=== What the task requires ===
Take every line in the entries that includes the word "trace" and copy it.

=== Source records ===
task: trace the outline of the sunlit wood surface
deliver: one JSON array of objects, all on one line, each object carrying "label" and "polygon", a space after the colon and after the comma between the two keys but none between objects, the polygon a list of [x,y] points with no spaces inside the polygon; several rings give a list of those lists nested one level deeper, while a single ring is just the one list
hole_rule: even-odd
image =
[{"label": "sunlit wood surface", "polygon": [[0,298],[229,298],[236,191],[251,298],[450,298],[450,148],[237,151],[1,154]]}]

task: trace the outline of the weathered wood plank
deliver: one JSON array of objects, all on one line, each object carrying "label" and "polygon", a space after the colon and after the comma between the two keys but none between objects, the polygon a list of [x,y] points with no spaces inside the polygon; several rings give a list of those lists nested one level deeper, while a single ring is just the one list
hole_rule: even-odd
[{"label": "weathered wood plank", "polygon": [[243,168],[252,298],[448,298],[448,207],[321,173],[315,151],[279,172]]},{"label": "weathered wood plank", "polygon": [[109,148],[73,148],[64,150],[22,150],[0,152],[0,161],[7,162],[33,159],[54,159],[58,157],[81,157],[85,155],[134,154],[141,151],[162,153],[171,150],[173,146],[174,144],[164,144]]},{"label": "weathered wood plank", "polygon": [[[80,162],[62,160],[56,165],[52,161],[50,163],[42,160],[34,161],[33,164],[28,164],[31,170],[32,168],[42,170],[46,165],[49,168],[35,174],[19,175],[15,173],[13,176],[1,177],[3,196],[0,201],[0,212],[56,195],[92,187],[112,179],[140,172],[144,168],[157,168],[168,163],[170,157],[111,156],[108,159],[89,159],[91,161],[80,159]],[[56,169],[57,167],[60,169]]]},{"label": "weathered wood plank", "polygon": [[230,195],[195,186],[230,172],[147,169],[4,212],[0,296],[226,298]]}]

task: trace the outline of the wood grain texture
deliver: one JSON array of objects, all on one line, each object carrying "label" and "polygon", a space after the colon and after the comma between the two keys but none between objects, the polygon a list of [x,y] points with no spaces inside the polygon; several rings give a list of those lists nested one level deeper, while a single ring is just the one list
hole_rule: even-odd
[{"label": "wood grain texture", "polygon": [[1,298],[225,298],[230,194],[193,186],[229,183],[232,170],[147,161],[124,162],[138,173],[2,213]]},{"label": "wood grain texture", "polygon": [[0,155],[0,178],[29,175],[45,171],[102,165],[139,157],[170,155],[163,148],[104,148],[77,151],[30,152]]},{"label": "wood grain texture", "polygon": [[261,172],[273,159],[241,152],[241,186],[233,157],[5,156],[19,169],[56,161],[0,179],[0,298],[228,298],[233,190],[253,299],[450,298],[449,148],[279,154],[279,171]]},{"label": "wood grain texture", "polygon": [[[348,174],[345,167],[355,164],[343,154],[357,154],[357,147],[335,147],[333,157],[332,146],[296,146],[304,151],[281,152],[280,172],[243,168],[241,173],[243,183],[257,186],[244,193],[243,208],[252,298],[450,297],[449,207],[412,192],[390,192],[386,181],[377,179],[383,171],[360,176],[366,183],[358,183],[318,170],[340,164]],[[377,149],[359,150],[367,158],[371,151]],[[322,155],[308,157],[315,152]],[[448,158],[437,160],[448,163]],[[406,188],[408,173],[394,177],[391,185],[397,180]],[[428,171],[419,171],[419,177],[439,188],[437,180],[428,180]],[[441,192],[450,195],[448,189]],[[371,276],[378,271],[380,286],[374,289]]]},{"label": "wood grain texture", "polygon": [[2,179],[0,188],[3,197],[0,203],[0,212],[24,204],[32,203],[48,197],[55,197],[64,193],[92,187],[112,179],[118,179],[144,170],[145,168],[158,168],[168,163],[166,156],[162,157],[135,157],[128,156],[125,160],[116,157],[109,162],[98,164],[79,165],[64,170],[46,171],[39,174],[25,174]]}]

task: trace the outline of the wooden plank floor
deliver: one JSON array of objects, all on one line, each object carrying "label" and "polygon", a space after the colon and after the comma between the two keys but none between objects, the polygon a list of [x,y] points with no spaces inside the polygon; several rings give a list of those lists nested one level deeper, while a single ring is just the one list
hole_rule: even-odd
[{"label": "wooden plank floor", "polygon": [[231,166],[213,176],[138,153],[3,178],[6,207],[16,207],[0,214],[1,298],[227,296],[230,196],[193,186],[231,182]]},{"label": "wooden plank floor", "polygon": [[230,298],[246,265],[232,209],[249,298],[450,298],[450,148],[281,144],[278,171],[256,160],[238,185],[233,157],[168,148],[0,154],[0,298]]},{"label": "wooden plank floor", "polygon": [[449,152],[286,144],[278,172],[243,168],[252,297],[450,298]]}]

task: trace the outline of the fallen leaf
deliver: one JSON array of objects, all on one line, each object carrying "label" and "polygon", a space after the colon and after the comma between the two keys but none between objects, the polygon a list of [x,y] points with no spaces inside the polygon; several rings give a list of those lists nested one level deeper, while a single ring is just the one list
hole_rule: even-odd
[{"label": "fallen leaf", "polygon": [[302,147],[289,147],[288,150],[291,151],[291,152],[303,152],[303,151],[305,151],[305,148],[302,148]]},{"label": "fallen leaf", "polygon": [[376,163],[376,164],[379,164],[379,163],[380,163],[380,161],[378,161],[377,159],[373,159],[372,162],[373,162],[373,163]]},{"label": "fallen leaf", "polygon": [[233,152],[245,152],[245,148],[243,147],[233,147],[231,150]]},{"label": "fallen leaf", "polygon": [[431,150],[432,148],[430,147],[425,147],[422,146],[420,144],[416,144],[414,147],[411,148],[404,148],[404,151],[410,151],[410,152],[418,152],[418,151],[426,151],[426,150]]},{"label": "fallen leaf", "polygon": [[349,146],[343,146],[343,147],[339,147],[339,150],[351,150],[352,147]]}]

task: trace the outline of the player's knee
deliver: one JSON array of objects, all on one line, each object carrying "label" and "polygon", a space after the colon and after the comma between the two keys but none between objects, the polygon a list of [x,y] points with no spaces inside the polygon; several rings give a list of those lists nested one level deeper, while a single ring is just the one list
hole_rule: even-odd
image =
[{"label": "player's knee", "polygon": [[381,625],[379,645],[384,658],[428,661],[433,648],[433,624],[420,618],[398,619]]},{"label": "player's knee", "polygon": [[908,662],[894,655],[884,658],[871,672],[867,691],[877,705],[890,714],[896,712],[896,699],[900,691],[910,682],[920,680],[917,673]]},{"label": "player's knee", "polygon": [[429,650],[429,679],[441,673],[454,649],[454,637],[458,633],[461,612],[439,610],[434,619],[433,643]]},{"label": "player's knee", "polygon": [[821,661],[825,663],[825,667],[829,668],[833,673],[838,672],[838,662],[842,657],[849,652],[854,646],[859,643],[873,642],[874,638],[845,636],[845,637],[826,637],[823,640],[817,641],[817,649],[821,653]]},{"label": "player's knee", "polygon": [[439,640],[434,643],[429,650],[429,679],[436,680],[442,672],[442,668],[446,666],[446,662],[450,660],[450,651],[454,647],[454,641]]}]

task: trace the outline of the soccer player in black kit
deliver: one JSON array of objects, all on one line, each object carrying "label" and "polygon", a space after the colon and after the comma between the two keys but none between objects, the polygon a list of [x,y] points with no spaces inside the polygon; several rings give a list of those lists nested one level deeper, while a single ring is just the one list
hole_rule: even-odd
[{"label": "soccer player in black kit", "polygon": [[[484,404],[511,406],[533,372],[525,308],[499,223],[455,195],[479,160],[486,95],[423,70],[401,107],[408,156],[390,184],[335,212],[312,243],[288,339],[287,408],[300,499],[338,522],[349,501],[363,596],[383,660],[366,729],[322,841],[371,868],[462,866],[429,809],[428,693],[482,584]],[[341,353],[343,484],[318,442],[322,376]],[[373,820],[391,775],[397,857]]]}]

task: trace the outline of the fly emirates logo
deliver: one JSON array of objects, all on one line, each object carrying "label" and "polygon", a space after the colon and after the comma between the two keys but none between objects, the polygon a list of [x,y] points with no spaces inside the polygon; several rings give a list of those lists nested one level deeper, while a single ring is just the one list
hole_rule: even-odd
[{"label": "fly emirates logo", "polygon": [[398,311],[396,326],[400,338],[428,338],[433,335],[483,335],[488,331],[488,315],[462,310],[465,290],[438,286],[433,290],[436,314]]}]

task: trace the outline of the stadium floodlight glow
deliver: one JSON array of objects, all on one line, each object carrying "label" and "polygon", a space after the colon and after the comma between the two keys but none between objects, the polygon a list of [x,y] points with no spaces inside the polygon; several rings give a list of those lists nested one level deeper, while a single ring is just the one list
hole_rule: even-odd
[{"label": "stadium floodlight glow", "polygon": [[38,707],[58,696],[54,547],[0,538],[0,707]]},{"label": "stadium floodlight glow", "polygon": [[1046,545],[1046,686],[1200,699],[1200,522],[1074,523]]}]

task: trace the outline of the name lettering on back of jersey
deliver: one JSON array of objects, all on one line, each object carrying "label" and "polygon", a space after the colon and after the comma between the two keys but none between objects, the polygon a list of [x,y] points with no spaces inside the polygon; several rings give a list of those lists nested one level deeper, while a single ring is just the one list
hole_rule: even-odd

=== Solution to the exercise ===
task: trace the outline of the sunlit wood surface
task: trace the outline of the weathered wood plank
task: trace the outline of the wood grain texture
task: trace the outline of the wooden plank floor
task: trace the outline of the fallen leaf
task: trace the outline of the player's knee
task: trace the outline of the soccer player in black kit
task: trace the outline of the fly emirates logo
task: trace the outline of the stadium floodlight glow
task: trace the outline of the name lettering on back of jersey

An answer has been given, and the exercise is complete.